> [Ce qu'il faut] Reprenez le texte sur le travail des journalistes à Bruxelles juste après sa dernière phrase, et écrivez la suite.

> [Texte à lire]
Les journalistes travaillant à Bruxelles doivent intégrer dans leur routine de travail des logiques propres au champ journalistique européen au cadre de travail européen. Il y a d’abord la problématique de l’accès et du choix entre les différentes institutions. Laura Mercier, toujours en quête d’actualités politiques inédites, dit préférer la Commission européenne, lieu de rédaction des textes législatifs et donc de collecte d’une précieuse information off. Pourtant les sources de cette institution sont plus difficiles d’accès que celles travaillant au Parlement européen, « mine d’or » hautement politique. Les députés et leurs collaborateurs sont plus enclins à donner des informations et à dialoguer avec les journalistes puisque ceux-ci tiennent un discours politisé, à l’inverse de la Commission qui tente de verrouiller les fuites et de produire un discours unifié et plus lisse[12]. Ensuite, il y a la question de la multiplicité des acteurs. Chaque thématique nécessite de se tourner vers de nouveaux acteurs spécifiques. Naviguer entre tout ce monde et savoir trouver la bonne personne relève de la routine pour le journaliste européen. Ainsi, Laura Mercier explique que pour le thème de l’agriculture, elle ira d’abord voir les actrices et acteurs importants de ce milieu comme les représentant·e·s des grands syndicats, pour mettre en scène le rapport de force entre les groupes d’intérêt. Aussi, elle dialogue avec les différentes formations politiques au Parlement européen dont la délégation de la majorité présidentielle et le groupe politique associé Renew. Enfin, l’agenda politique européen contraint significativement le travail des journalistes présent·e·s à Bruxelles. Laura Mercier raconte ainsi travailler au rythme des sommets européens au Conseil européen, lieu hautement politique très prisé des médias qui y collecte une information politisée et nationalement incarnée par les chefs d’État et de gouvernement.

On peut considérer que la primauté médiatique donnée aux informations issues de ces sommets témoigne une nouvelle fois de la faiblesse de l’actualité européenne aux yeux des rédactions nationales.

Compte-rendu rédigé par Mathys Louis et Mélodie Wertenschlag (Promotion M1 Communication politique et publique, 2021-2022)

> [Matériel]
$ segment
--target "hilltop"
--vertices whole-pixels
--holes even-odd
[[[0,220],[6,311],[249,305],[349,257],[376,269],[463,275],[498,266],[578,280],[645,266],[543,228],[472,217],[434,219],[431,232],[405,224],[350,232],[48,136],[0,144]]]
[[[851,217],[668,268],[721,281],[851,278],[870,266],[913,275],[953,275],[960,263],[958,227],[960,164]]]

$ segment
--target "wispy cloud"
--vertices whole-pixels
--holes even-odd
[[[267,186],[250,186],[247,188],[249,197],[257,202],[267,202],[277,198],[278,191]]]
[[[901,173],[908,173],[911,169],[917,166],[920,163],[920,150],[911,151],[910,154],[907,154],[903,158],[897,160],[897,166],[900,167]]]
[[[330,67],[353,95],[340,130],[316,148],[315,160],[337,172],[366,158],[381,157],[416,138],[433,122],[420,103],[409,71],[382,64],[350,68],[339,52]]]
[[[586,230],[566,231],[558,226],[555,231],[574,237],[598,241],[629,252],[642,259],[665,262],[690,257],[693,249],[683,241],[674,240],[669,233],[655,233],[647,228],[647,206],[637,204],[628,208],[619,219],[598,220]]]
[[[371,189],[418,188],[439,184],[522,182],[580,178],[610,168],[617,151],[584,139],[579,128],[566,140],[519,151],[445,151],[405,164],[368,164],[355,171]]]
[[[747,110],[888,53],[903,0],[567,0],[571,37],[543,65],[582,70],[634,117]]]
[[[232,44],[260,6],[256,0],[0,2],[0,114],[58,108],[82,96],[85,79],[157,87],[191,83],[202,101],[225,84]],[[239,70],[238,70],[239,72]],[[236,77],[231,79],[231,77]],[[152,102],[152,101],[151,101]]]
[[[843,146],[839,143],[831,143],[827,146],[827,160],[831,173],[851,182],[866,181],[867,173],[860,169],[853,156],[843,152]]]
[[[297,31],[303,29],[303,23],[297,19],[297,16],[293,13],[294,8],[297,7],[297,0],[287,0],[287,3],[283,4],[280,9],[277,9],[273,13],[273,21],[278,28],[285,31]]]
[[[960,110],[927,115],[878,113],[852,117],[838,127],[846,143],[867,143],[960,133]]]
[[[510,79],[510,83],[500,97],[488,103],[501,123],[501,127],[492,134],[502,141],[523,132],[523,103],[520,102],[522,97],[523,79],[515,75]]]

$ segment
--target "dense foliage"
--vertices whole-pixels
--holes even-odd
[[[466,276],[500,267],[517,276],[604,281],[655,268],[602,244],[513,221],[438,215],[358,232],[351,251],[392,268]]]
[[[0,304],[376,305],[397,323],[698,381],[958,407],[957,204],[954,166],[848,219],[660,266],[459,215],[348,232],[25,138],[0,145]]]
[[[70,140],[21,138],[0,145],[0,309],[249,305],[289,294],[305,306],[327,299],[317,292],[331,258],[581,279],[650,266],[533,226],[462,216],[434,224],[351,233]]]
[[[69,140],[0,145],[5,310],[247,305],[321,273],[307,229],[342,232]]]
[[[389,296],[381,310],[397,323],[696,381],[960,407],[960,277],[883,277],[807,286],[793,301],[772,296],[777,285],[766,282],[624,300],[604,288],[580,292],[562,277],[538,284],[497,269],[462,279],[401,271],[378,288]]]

> [Votre réponse]
[1] Hubé, N. (2003). 4. L’Union européenne à la « Une ». Un cadrage difficile d’une actualité peu visible. Regard comparé sur la presse française et allemande in G. Garcia & V. Le Torrec, L’Union européenne et les médias. Regards croisés sur l’information européenne, p. 67-89.

[2] Un pure player désigne ici un média dont les contenus sont exclusivement en ligne.

[3] Page « À propos », Contexte. URL (15/02/2023) : https://www.contexte.com/pages/a-propos/.

[4] Article « 5 000 x 1 000 = 5 millions », Contexte Le Blog, 07/07/2022. URL (15/02/2023) : https://blog.contexte.com/5-000-x-1-000-5-millions-8389e5a6f1c2

[5] Page « Charte de déontologie », Contexte, URL (15/02/2023) : https://www.contexte.com/pages/charte-de-deontologie/

[6] Page « Déclaration d’intérêts », Contexte, URL (15/02/2023) : https://www.contexte.com/pages/declaration-d-interets/

[7] Tixier F. (2019). Incarner l’Europe dans et par les médias. Les militants d’information européenne et la construction d’un monde transnational du journalisme européen. Thèse de doctorat : Université Libre de Bruxelles/Université Paris 1 Panthéon-Sorbonne.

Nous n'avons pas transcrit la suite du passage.